*WORK INSTRUCTIONS:*
(a) Reproduce the passage of the travel account between "The first stop" and "was really beautiful.", inclusive, copying it word for word.
(b) Name the religious traditions whose temples, according to the travel account, are carved into the caves near Aurangabad.
(c) In the travel account, in what year did King George and Queen Mary visit the Delhi Gate?

The first stop was Aurangabad, which was nothing special but about an hour away in each direction are caves (Elora & Ajanta) with Buddhist & Hindu & Jain temples carved in them. The train there was about 16 hours long, and our tickets were for general class, which means "everyone cram in as tightly as you can", but we got on in the sleeper class anyway to see if we could find beds and ended up paying the janitorial staff 500 rupees for one of their beds. Aside from that though the train ride was really beautiful.

From there we took a sleeper bus to Mumbai. It was all of our first times on an overnight bus and we were really excited because it looked super nice & comfy and like we'd actually get sleep in the beds. And then we started moving. It was super bumpy since Indian infrastructure isn't great. Neither is Indian driving. Anyway we made it to Mumbai after an essentially sleepless night at like 5 AM and went to our hotel, who said we couldn't check in until later. It was right on the harbor and near the Delhi gate so we walked down there and hung out with some stray dogs. The Delhi Gate was built for "their Imperial majesties" King George & Queen Mary, but it wasn't finished when they came so the architects just put up a cardboard facade of what it was supposed to look like for their visit in 1911, and it wasn't actually finished until a little over 10 years later. In Mumbai we also took the bus to the world's largest Dobhi Ghat, which is an outdoor laundry. We paid a sketchy guy that lived there 100 rupees each to give us a brief tour of it, which made me uncomfortable but it was cool to see inside. That afternoon we went on a super legit tour of Asia's largest slum, Dharvai. Our guide was an 18 year old college student and he was so smart. It felt like something I would've done with SIT, since we actually did visit a slum in Jaipur. This was definitely better in terms of information learned though. I think the guide was a little surprised about Andrew's & my knowledge of Indian policies/social issues/etc. from the questions we asked. That night we went to a restaurant called The New Yorker, which was funny. It was trying so hard to be American...they gave all the customers coloring/word search place mats, regardless of their age. And all the upper class Indian adults eating there got so in to it. Everyone around us spoke English (we were the only foreigners), which was interesting and funny to hear their accents.

*RECORDS SUPPLIED:*

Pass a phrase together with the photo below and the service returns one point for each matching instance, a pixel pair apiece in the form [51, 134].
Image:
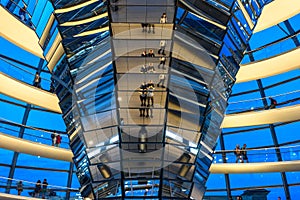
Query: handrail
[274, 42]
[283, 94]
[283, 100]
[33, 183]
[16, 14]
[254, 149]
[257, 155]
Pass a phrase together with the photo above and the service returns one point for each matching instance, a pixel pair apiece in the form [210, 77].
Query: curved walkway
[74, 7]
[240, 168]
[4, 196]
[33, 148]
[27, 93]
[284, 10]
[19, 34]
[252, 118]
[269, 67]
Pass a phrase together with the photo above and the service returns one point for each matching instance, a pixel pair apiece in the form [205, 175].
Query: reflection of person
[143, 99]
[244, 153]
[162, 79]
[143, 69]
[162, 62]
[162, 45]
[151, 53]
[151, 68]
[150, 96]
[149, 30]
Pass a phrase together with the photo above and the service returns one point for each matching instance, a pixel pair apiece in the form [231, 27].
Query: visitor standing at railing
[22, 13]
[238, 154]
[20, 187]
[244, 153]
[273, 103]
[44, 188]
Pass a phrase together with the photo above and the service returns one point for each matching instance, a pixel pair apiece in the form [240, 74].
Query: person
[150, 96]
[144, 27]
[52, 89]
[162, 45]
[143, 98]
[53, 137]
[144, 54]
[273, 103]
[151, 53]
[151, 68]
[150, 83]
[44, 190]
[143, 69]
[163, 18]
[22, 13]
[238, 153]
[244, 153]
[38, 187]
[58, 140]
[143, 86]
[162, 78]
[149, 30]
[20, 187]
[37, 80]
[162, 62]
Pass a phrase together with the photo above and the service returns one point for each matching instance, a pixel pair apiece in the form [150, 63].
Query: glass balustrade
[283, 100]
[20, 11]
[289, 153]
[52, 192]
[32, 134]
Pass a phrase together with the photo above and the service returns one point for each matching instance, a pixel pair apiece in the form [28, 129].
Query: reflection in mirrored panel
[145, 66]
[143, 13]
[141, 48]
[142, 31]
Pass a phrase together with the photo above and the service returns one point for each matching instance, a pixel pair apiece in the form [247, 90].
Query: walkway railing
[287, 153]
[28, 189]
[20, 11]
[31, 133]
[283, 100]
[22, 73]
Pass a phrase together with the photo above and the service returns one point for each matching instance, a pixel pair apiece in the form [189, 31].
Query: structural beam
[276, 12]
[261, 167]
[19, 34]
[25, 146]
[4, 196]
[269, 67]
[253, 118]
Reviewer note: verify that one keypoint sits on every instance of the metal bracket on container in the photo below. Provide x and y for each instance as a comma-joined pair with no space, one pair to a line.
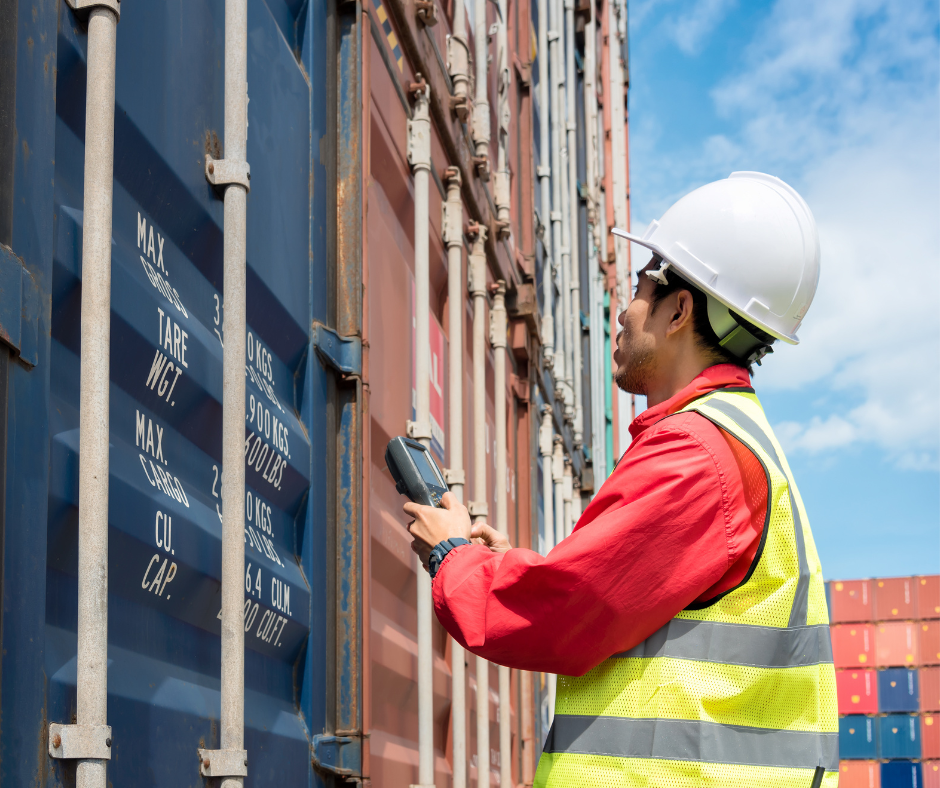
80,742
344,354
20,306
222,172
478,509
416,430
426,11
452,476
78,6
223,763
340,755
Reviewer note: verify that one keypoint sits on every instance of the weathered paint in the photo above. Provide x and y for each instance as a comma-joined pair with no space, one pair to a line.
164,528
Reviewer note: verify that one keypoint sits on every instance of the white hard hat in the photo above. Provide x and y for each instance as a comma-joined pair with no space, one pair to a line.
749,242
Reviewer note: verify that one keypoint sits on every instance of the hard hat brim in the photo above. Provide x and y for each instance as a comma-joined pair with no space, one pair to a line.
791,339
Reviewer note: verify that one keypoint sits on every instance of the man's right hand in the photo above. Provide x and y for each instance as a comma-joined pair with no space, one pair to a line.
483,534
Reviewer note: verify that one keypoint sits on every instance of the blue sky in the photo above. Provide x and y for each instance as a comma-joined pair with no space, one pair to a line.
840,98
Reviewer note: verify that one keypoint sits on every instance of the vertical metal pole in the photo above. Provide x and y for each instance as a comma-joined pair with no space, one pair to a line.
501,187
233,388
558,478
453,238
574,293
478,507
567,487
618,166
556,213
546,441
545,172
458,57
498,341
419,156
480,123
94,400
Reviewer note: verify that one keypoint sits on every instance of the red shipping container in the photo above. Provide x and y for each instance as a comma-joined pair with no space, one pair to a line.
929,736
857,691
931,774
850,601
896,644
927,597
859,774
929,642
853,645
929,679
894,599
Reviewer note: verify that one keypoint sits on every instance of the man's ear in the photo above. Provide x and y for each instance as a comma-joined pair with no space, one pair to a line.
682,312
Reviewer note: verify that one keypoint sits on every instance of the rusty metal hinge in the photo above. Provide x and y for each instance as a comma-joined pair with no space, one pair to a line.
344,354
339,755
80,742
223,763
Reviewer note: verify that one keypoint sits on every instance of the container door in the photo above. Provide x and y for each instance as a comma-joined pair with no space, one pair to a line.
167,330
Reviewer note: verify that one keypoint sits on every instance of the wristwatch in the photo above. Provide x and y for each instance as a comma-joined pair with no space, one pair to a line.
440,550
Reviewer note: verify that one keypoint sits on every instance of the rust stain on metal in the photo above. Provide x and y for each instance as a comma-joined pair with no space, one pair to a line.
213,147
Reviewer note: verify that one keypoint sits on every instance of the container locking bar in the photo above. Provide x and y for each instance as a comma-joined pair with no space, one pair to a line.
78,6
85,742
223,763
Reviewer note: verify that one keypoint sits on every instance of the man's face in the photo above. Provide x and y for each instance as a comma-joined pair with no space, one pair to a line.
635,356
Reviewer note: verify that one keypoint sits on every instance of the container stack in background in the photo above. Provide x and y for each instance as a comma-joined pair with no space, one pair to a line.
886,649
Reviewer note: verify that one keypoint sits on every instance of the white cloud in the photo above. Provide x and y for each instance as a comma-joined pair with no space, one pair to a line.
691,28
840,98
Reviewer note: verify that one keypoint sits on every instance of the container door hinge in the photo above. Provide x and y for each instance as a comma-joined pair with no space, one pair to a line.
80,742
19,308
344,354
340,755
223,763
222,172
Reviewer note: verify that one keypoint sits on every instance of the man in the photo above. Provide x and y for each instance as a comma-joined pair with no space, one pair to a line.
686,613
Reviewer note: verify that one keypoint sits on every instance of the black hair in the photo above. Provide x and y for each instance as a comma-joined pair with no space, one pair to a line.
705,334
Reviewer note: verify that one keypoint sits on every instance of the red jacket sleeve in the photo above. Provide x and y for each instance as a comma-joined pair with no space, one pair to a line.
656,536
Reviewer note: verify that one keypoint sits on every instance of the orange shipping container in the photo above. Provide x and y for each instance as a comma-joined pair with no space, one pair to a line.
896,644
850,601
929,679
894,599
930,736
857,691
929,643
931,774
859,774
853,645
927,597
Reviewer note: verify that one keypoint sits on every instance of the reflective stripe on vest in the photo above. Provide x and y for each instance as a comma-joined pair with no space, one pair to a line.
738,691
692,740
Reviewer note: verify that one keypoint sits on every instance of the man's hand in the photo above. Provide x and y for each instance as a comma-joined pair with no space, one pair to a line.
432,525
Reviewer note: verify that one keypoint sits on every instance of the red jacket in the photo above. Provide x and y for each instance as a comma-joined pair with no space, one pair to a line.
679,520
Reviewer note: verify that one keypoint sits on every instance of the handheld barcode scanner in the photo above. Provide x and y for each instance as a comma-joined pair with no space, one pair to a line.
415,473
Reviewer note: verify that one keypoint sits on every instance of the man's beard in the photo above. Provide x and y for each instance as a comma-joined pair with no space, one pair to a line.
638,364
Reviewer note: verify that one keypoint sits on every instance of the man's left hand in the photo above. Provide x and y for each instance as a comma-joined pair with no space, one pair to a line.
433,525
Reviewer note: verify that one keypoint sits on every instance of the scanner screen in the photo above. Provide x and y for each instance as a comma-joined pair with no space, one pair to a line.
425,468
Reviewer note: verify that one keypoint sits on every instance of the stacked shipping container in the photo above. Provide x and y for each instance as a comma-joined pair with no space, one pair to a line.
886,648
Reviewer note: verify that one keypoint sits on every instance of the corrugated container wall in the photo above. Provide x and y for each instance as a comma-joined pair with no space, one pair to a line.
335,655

==

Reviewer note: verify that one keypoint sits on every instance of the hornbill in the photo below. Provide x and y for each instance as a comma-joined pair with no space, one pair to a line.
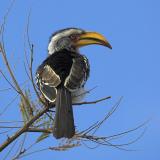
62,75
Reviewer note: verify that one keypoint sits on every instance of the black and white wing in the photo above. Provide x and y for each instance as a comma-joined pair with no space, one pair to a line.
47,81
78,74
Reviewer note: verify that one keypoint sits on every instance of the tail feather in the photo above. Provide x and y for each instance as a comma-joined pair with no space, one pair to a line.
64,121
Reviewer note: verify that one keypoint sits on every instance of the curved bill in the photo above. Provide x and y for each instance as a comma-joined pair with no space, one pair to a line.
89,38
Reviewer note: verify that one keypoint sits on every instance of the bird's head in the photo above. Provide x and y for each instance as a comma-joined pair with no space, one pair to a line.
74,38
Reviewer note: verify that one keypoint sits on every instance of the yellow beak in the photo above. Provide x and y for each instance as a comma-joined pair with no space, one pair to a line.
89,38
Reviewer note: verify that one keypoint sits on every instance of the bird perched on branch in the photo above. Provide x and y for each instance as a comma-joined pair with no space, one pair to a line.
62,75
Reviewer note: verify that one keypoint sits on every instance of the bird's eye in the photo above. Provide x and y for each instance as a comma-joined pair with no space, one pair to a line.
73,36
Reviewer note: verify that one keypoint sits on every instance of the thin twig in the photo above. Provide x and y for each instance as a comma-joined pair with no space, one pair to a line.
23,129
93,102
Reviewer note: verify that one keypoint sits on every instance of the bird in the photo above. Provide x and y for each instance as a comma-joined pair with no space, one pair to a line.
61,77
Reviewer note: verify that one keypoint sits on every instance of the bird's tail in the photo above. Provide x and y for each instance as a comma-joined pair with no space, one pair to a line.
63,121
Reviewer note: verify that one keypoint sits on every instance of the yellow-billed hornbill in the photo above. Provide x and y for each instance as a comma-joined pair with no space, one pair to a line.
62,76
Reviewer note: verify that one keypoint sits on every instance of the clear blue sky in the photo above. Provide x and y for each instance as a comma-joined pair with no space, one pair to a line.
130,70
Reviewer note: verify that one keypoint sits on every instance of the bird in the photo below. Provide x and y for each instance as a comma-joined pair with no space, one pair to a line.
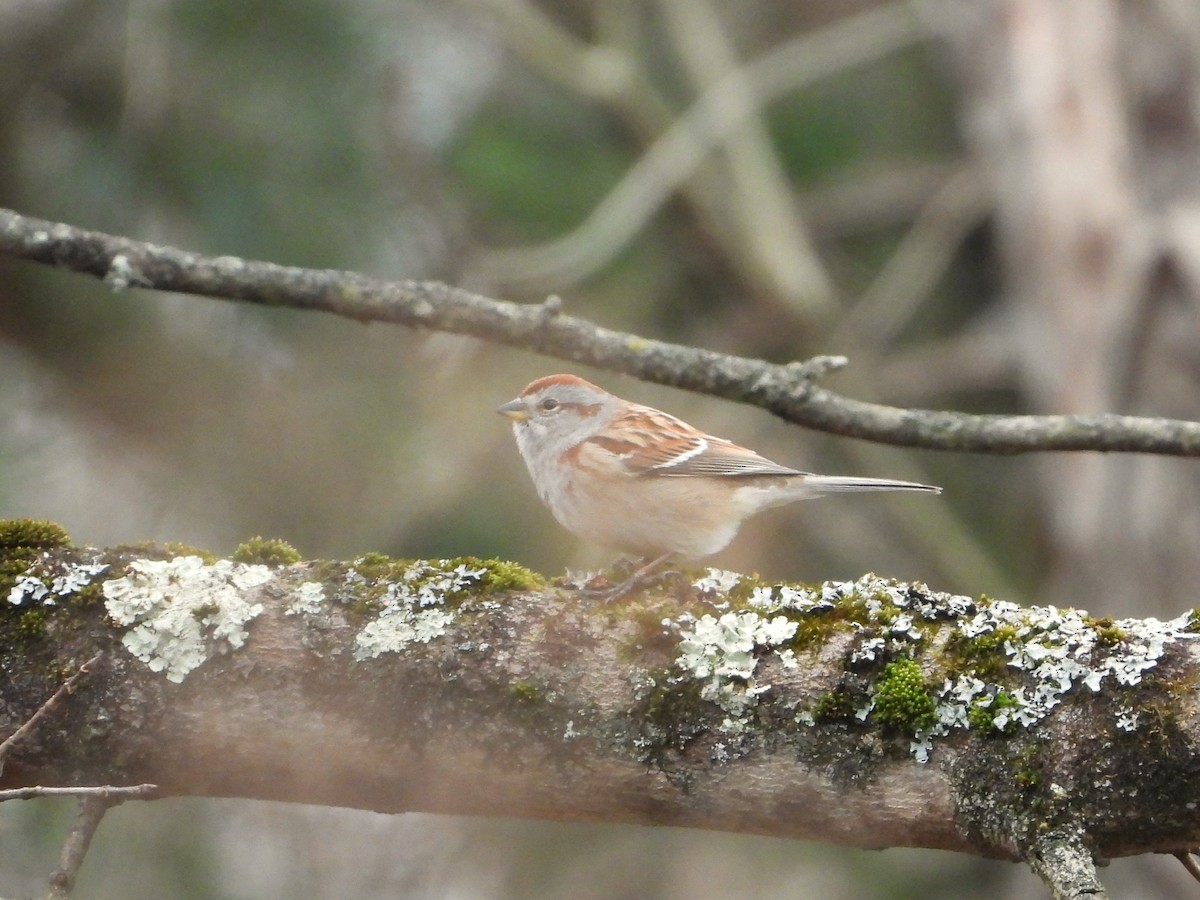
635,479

*SOLUTIONS TO EACH TASK:*
(a)
The first stop was Aurangabad, which was nothing special but about an hour away in each direction are caves (Elora & Ajanta) with Buddhist & Hindu & Jain temples carved in them. The train there was about 16 hours long, and our tickets were for general class, which means "everyone cram in as tightly as you can", but we got on in the sleeper class anyway to see if we could find beds and ended up paying the janitorial staff 500 rupees for one of their beds. Aside from that though the train ride was really beautiful.

(b) Buddhist, Hindu, Jain

(c) 1911